(Shape annotation rows)
##########

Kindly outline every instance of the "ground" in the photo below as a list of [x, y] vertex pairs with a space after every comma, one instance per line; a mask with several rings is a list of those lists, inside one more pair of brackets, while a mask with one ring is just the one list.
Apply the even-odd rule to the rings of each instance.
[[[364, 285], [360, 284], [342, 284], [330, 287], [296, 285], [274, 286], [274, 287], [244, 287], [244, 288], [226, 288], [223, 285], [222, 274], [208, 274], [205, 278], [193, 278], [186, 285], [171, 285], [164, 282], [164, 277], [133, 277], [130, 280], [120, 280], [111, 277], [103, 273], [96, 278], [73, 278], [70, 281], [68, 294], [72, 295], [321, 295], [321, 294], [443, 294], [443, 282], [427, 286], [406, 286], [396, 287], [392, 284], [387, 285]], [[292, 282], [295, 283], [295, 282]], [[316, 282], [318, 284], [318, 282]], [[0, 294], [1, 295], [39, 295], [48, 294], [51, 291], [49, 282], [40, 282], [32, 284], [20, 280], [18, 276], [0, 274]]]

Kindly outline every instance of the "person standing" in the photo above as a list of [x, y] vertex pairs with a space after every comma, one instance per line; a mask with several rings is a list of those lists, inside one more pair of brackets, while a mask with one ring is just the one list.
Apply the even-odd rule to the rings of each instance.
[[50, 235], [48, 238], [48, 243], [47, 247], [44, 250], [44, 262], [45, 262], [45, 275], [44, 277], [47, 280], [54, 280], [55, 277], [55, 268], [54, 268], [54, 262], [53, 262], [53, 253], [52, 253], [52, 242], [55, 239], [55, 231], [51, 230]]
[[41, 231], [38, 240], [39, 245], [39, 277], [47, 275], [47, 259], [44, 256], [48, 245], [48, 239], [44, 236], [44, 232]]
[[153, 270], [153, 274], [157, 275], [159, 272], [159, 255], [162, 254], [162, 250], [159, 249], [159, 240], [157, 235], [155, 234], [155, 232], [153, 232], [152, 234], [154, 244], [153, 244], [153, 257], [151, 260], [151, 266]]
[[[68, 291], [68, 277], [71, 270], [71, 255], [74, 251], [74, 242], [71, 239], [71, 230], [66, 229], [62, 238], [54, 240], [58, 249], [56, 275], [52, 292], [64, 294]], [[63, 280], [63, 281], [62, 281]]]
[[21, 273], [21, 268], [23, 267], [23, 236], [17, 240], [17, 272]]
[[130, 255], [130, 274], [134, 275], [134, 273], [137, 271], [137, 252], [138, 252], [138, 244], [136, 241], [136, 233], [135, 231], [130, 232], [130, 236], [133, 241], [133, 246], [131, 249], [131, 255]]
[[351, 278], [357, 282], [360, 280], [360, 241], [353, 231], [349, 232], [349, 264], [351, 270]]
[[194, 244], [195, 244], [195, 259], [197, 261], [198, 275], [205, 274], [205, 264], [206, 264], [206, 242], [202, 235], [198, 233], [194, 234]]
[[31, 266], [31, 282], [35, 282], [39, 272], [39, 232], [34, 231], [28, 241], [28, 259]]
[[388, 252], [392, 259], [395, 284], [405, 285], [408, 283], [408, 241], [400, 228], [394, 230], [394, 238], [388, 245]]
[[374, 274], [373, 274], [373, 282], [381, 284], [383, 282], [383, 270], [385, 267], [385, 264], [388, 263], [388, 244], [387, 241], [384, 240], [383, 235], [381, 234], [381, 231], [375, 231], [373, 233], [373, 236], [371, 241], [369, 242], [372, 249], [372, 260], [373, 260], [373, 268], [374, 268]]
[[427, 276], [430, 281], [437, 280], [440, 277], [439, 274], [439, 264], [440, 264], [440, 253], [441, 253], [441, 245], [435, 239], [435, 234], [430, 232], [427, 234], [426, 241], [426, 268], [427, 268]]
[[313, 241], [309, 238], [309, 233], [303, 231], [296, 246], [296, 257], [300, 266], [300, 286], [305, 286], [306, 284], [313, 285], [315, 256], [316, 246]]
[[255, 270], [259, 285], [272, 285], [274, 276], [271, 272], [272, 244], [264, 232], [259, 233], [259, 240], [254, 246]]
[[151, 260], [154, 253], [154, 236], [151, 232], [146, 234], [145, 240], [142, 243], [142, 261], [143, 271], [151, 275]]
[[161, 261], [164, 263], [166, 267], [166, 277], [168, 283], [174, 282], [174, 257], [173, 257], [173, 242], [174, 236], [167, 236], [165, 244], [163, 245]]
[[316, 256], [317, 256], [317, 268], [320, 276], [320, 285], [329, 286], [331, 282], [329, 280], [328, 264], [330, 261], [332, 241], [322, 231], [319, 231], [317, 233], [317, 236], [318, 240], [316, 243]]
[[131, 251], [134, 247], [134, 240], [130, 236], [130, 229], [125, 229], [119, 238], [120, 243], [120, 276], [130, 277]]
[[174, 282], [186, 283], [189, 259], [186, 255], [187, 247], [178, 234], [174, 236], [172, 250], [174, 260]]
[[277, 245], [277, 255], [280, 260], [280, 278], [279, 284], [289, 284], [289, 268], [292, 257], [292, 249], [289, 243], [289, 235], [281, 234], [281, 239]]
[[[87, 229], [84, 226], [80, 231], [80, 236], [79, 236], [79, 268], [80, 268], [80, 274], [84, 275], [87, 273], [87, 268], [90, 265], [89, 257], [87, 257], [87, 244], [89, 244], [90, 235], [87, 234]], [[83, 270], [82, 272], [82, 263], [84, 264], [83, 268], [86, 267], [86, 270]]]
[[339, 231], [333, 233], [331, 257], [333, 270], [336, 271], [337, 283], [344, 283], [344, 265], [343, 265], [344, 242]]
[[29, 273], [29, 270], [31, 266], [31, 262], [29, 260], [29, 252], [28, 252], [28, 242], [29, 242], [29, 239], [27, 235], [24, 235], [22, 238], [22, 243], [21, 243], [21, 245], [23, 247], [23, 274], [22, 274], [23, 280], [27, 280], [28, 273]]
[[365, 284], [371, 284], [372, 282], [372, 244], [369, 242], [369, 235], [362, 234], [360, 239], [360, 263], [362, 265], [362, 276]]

##########

▶ **WHAT IS EXPECTED**
Rewrite everything from the start of the rows down to the line containing "276], [0, 274]]]", replacing "Kindly" with "Please" and leaving the rest unchanged.

▶ **EXPECTED ANSWER**
Please outline every instance of the "ground" in the photo below as a list of [x, y] vertex pairs with a space after every comma, one instance per line; a mask with several rings is a list of those lists, inside one more pair of brackets, while a mask with one ring is just the one list.
Apply the even-odd rule to the rings of each instance.
[[[364, 285], [360, 284], [342, 284], [330, 287], [296, 285], [274, 286], [274, 287], [244, 287], [244, 288], [226, 288], [223, 285], [222, 274], [208, 274], [205, 278], [193, 278], [186, 285], [171, 285], [164, 282], [164, 277], [133, 277], [130, 280], [120, 280], [111, 277], [103, 273], [96, 278], [73, 278], [70, 281], [68, 294], [72, 295], [321, 295], [321, 294], [443, 294], [443, 282], [427, 286], [406, 286], [396, 287], [392, 284], [387, 285]], [[292, 282], [295, 283], [295, 282]], [[316, 282], [318, 284], [318, 282]], [[0, 294], [1, 295], [39, 295], [48, 294], [51, 291], [49, 282], [40, 282], [32, 284], [20, 280], [18, 276], [0, 274]]]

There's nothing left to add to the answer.